→ **Written exercise**: Set down, word for word, the stretch of lines from the one containing "[62, 114], one" to the end of the records below.

→ **Supplied data**:
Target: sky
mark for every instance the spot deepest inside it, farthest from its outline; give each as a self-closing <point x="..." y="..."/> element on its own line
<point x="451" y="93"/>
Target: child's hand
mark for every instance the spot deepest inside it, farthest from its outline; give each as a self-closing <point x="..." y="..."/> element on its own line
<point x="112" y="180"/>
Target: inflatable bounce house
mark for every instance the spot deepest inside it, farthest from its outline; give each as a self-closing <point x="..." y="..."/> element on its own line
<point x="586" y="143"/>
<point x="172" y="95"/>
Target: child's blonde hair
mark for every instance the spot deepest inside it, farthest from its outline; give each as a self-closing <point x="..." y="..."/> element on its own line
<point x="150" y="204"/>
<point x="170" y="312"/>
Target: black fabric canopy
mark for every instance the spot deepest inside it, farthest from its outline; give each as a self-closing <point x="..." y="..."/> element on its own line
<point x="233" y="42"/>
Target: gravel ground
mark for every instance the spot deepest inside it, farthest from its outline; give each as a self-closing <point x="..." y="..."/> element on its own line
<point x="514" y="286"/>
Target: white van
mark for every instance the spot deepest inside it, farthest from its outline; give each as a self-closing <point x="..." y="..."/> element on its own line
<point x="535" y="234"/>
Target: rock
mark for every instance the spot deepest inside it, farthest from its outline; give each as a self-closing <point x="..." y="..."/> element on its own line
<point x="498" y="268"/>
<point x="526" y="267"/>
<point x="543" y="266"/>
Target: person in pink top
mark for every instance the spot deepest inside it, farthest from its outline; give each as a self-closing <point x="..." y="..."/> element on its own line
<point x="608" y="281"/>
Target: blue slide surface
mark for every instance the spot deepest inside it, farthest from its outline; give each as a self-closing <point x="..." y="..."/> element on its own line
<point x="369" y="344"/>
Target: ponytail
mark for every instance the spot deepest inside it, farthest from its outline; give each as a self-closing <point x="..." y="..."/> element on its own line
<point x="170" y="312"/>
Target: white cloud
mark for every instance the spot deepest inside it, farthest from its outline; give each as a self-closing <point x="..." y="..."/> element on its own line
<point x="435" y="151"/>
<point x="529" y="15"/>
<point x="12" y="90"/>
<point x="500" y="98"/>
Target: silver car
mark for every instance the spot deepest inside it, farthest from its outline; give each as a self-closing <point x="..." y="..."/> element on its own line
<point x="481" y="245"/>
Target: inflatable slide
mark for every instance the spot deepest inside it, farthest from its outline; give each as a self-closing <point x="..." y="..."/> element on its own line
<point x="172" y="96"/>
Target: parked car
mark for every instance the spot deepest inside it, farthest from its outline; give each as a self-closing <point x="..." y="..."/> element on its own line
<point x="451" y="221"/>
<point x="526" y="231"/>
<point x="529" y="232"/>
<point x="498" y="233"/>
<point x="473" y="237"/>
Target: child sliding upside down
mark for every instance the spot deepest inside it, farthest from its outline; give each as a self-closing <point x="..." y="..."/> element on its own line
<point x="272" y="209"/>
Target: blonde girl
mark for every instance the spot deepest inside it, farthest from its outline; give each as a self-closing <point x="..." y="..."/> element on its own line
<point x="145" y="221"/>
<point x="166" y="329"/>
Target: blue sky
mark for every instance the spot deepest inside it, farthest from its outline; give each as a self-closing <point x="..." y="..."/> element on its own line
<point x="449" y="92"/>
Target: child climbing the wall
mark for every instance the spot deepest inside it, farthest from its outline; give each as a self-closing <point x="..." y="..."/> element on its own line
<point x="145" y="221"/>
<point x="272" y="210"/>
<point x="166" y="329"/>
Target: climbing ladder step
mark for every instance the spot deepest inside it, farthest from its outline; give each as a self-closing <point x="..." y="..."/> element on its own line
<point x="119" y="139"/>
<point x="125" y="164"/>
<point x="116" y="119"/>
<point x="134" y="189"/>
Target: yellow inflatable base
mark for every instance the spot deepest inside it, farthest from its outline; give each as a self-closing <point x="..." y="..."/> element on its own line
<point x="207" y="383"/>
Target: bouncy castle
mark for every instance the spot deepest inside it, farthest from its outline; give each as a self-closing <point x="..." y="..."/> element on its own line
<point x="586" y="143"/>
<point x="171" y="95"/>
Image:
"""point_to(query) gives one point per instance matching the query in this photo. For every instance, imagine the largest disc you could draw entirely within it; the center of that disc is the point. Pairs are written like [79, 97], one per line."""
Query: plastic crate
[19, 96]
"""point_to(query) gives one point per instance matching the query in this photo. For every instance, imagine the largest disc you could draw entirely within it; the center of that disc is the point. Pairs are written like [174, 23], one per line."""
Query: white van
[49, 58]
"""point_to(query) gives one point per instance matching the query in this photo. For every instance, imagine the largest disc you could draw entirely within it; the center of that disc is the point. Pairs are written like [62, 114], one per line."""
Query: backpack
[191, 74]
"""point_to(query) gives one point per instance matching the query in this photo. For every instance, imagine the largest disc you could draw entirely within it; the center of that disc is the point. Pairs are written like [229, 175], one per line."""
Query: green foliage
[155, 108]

→ **Solution**:
"""point_to(query) gives one point per instance matching the query in this photo. For every instance, imagine the largest disc you could draw entirely within it; the center of that disc is the point. Pairs are written like [62, 114], one per line."""
Query: backpack
[191, 74]
"""point_to(query) gives one point per instance matching the query in this photo. For every instance, imagine the largest disc you could draw entirely within it; the center of that disc is the point. Pairs are written like [229, 175], one per line."""
Query: green foliage
[155, 108]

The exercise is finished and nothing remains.